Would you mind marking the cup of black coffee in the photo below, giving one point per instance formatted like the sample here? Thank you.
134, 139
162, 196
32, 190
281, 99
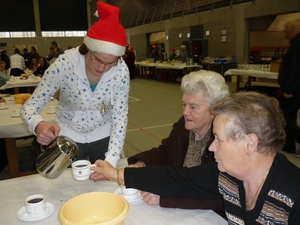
----
• _WHAT TO PRODUCE_: The listing must be returned in full and exactly, apart from its pictures.

• _ANSWER TO THIS TASK_:
Would you mind marking the cup of black coffee in the photo below, giving one point per instance formatted like the sample here? Thank you.
134, 139
162, 196
32, 190
281, 99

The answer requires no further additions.